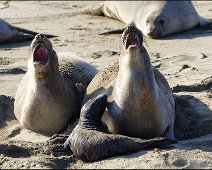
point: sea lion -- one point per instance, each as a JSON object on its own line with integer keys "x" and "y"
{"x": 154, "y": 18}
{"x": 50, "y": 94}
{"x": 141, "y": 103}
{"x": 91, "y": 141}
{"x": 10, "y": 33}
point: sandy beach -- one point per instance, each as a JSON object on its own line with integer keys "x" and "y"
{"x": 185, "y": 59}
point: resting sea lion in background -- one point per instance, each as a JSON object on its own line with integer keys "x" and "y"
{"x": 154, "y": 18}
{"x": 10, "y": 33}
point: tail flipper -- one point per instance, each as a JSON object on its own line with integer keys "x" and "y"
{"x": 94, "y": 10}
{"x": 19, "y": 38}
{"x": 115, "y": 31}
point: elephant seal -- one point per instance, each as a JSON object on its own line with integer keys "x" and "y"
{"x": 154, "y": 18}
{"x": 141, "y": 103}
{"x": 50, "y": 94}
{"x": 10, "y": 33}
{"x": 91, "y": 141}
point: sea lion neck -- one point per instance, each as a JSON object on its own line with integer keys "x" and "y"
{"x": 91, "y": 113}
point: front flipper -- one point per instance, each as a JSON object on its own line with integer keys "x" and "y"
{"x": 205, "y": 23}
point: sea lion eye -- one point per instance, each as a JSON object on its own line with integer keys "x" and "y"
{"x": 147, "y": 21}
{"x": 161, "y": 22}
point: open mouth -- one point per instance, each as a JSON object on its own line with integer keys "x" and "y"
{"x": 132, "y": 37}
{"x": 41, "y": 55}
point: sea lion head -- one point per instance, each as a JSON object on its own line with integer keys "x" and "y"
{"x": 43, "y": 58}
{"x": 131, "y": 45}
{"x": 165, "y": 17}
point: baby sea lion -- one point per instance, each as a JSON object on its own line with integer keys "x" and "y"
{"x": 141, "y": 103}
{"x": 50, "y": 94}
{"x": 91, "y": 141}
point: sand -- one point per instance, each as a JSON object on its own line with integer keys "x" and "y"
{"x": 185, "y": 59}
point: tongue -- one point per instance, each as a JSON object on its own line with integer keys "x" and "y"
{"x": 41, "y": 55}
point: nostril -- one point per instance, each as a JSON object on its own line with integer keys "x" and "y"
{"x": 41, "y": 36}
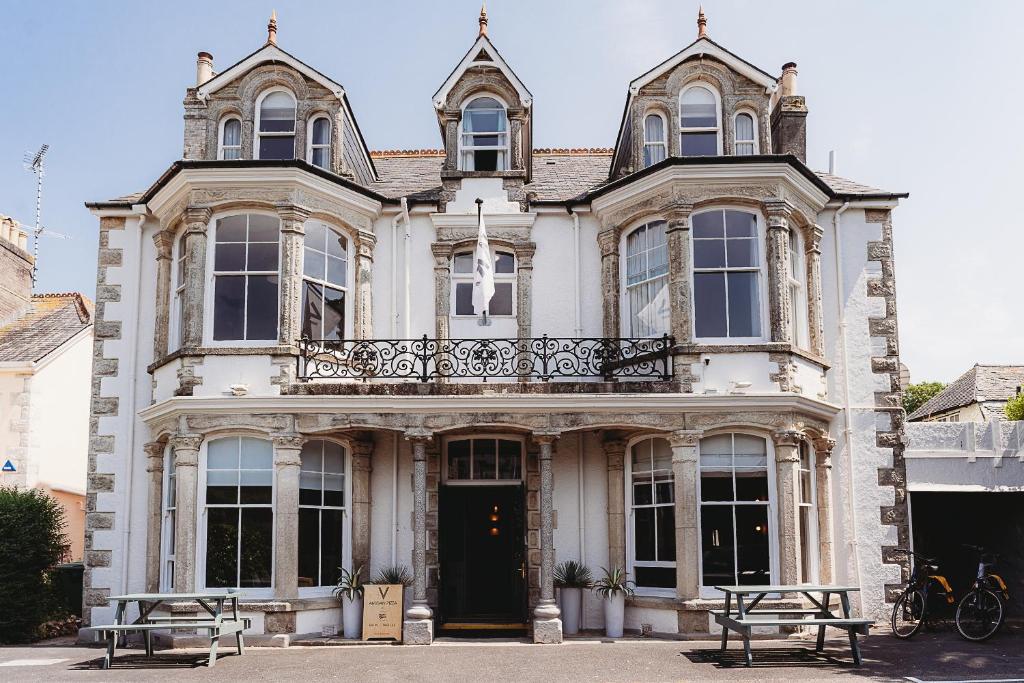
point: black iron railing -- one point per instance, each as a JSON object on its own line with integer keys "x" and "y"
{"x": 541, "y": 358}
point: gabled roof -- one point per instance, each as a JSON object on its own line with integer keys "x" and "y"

### Aim of the exercise:
Can you quote every one of the records above word for word, leaving the pictures out?

### Solution to this problem:
point: sea lion -- one point per instance, each as a JSON object on its own line with integer keys "x" and "y"
{"x": 154, "y": 18}
{"x": 50, "y": 94}
{"x": 141, "y": 103}
{"x": 91, "y": 141}
{"x": 10, "y": 33}
point: sandy beach -- one point per instance, each as a JSON object on its own line with integer keys "x" and "y"
{"x": 185, "y": 59}
point: resting sea lion in background -- one point per instance, each as a JSON object on its own line with integer keys "x" and "y"
{"x": 154, "y": 18}
{"x": 10, "y": 33}
point: tail flipper -- one point per instance, each as a JSON object on its own line with integer keys "x" and "y"
{"x": 94, "y": 10}
{"x": 19, "y": 38}
{"x": 115, "y": 31}
point: elephant seal -- one point per instance, each as a JSON object on its own line with integer keys "x" and "y"
{"x": 154, "y": 18}
{"x": 141, "y": 103}
{"x": 50, "y": 94}
{"x": 10, "y": 33}
{"x": 91, "y": 141}
point: sea lion neck -- one point per instance, each as a JSON object on its own line with integer keys "x" and "y"
{"x": 91, "y": 113}
point: front flipper -- one point per instance, each as a JSON object on its own line with integer keys "x" and "y"
{"x": 205, "y": 23}
point: sea lion eye -- one point per instance, each as a JSON object on its own line with integer keys "x" and "y"
{"x": 147, "y": 21}
{"x": 161, "y": 22}
point: open mouth -- one point per instance, each as a JSON object on its own line with integer keys "x" and "y"
{"x": 132, "y": 37}
{"x": 41, "y": 55}
point: sea lion head -- one point per instance, each as a JSON object on its own line with integer keys "x" and "y"
{"x": 43, "y": 58}
{"x": 131, "y": 45}
{"x": 165, "y": 17}
point: baby sea lion -- one point per instance, each as a JSON object on its own line with integer keys "x" and "y"
{"x": 141, "y": 103}
{"x": 50, "y": 94}
{"x": 91, "y": 141}
point: sand -- one point per instance, each as a JSON object on its own line with integer keys "x" and "y"
{"x": 185, "y": 59}
point: tongue -- one point per instance, each as a JSON object on its own line with integer keys "x" and "y"
{"x": 41, "y": 55}
point: nostril -- one point per instance, each as a JSON object on its own line with integer keys "x" and "y"
{"x": 41, "y": 36}
point: black iron railing -- one point per instance, each as a JSON object on its own line with integer keys "x" and "y"
{"x": 541, "y": 358}
point: gabled roof -- one point per instance, each as a JSON object on its own line with integer keys "x" and "y"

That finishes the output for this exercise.